### Assignment
Please repeat each line of the data exactly, with nothing left out.

### Records
--------------------------------

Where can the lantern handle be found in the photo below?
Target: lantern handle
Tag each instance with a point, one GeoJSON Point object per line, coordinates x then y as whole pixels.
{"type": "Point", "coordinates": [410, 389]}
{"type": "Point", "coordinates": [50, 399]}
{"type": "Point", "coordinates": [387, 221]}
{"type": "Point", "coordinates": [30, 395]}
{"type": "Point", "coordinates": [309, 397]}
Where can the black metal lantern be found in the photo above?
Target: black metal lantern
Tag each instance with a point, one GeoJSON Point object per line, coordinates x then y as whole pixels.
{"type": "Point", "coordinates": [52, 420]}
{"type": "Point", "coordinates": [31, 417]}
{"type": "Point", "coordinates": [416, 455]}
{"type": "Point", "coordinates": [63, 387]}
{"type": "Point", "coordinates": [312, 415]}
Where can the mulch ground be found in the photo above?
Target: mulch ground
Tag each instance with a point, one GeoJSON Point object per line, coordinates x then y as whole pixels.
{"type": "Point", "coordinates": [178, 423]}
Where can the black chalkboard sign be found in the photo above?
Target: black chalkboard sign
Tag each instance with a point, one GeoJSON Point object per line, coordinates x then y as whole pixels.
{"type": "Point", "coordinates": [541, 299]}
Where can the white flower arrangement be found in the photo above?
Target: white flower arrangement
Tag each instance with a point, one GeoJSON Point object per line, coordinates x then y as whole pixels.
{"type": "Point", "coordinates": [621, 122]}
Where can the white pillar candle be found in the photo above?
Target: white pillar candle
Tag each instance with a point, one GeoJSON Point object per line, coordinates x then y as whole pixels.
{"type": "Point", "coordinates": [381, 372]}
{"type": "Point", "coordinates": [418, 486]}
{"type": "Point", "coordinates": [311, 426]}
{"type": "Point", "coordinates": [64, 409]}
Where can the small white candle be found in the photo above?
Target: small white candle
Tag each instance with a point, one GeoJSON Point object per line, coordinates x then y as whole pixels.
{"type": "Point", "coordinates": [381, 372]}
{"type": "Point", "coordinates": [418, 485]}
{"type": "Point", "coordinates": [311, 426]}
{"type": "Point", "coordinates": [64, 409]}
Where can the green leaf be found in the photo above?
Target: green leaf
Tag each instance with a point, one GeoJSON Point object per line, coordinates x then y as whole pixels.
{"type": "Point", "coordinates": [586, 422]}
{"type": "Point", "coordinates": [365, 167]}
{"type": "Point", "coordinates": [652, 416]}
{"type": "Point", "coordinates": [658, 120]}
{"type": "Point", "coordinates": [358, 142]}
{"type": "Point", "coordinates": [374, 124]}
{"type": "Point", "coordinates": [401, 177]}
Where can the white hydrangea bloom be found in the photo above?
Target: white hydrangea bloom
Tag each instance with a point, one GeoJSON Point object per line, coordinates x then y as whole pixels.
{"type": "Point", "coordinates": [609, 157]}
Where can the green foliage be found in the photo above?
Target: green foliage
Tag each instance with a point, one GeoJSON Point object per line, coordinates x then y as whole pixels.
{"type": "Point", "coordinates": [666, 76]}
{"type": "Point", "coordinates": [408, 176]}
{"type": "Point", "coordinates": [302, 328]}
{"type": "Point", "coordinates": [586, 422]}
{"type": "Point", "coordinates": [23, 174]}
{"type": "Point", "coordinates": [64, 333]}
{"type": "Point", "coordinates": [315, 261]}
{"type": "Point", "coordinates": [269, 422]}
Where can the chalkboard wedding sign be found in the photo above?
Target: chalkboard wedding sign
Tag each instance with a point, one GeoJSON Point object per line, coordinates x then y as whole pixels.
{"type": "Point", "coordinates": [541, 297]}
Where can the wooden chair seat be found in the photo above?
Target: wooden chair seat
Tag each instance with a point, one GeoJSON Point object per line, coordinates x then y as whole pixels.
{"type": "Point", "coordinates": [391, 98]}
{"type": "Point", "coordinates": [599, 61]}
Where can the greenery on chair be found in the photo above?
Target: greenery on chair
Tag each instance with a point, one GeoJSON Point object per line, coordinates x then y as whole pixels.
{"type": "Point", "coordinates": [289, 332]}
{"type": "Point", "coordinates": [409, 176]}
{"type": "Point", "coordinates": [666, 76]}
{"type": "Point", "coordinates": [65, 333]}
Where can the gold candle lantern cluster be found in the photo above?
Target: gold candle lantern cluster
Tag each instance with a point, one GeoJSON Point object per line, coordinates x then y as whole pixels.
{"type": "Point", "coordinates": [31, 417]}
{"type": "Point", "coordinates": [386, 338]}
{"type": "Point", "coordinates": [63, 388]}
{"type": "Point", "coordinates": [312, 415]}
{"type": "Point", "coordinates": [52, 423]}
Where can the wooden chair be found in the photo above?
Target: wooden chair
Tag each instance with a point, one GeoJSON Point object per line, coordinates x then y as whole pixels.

--------------------------------

### Answer box
Where can the lantern handle be found in the photo below?
Target: lantern handle
Tag each instance with a point, one GeoJSON Point object per line, coordinates x then y as whole pixels.
{"type": "Point", "coordinates": [410, 389]}
{"type": "Point", "coordinates": [50, 399]}
{"type": "Point", "coordinates": [387, 221]}
{"type": "Point", "coordinates": [30, 395]}
{"type": "Point", "coordinates": [309, 397]}
Where can the black metal lantern be found in the photo above?
Target: black metal lantern
Tag each instance with a point, one GeoJSON Point object per line, coordinates x then y as whole pixels.
{"type": "Point", "coordinates": [52, 420]}
{"type": "Point", "coordinates": [31, 417]}
{"type": "Point", "coordinates": [416, 455]}
{"type": "Point", "coordinates": [63, 387]}
{"type": "Point", "coordinates": [312, 415]}
Where can the mulch ground be found in the photo above?
Target: mulch ground
Tag each instance with a point, one GeoJSON Point object per line, coordinates x then y as whole pixels.
{"type": "Point", "coordinates": [178, 423]}
Where can the black chalkboard sign be found in the photo above?
Target: black chalkboard sign
Tag each instance with a point, one GeoJSON Point object per line, coordinates x then y as whole pixels.
{"type": "Point", "coordinates": [541, 299]}
Where can the white flower arrangement be found in the photo above?
Target: white flower arrangement
Tag each instance with a point, one GeoJSON Point object per line, coordinates x then y as whole pixels.
{"type": "Point", "coordinates": [621, 122]}
Where can the white pillar candle be found in the photo above?
Target: white pillar candle
Tag each instance with a point, one GeoJSON Point object per line, coordinates x then y as whole pixels.
{"type": "Point", "coordinates": [381, 372]}
{"type": "Point", "coordinates": [418, 486]}
{"type": "Point", "coordinates": [311, 426]}
{"type": "Point", "coordinates": [64, 409]}
Where can the small white candle be found in the photo above?
Target: small white candle
Tag each instance with a point, one GeoJSON Point object per line, coordinates x then y as whole pixels.
{"type": "Point", "coordinates": [381, 372]}
{"type": "Point", "coordinates": [418, 485]}
{"type": "Point", "coordinates": [311, 426]}
{"type": "Point", "coordinates": [64, 409]}
Where can the green leaf be found in the photo above?
Target: green leaf
Tag each instance with a point, one GeoJSON Point object per line, coordinates x then y as whole pixels.
{"type": "Point", "coordinates": [586, 422]}
{"type": "Point", "coordinates": [365, 167]}
{"type": "Point", "coordinates": [652, 416]}
{"type": "Point", "coordinates": [658, 120]}
{"type": "Point", "coordinates": [358, 142]}
{"type": "Point", "coordinates": [374, 124]}
{"type": "Point", "coordinates": [401, 177]}
Where can the white hydrangea bloom be found in the photo above?
Target: white hydrangea bloom
Tag each instance with a point, one GeoJSON Point object per line, coordinates x then y as whole pixels.
{"type": "Point", "coordinates": [609, 157]}
Where can the green foliage be found in the photo above?
Target: green foliage
Tag each instance with a point, one GeoJSON Point object per line, coordinates x then y as whole pixels.
{"type": "Point", "coordinates": [666, 76]}
{"type": "Point", "coordinates": [408, 176]}
{"type": "Point", "coordinates": [302, 328]}
{"type": "Point", "coordinates": [586, 422]}
{"type": "Point", "coordinates": [23, 174]}
{"type": "Point", "coordinates": [64, 333]}
{"type": "Point", "coordinates": [315, 261]}
{"type": "Point", "coordinates": [269, 422]}
Where can the chalkboard wedding sign be found in the photo above?
Target: chalkboard wedding sign
Tag each instance with a point, one GeoJSON Point object per line, coordinates x then y as whole pixels.
{"type": "Point", "coordinates": [541, 297]}
Where can the wooden chair seat be found in the photo above?
Target: wooden chair seat
Tag each instance with a point, one GeoJSON Point object per line, coordinates x then y as whole pixels.
{"type": "Point", "coordinates": [391, 98]}
{"type": "Point", "coordinates": [599, 61]}
Where can the greenery on chair be found in the photo above?
Target: greenery on chair
Tag each instance with a point, one GeoJSON Point object per line, coordinates x then y as whole pixels.
{"type": "Point", "coordinates": [289, 332]}
{"type": "Point", "coordinates": [409, 176]}
{"type": "Point", "coordinates": [666, 76]}
{"type": "Point", "coordinates": [65, 333]}
Where can the gold candle lantern cluster be found in the photo above?
Target: gold candle lantern cluster
Tag each instance with a point, one GeoJSON Point object per line, coordinates x then y as whole pixels.
{"type": "Point", "coordinates": [31, 417]}
{"type": "Point", "coordinates": [386, 338]}
{"type": "Point", "coordinates": [63, 388]}
{"type": "Point", "coordinates": [312, 415]}
{"type": "Point", "coordinates": [52, 423]}
Where can the wooden chair be found in the photo above?
Target: wooden chair
Tag each instance with a point, one GeoJSON Point object per line, coordinates x then y as whole pixels.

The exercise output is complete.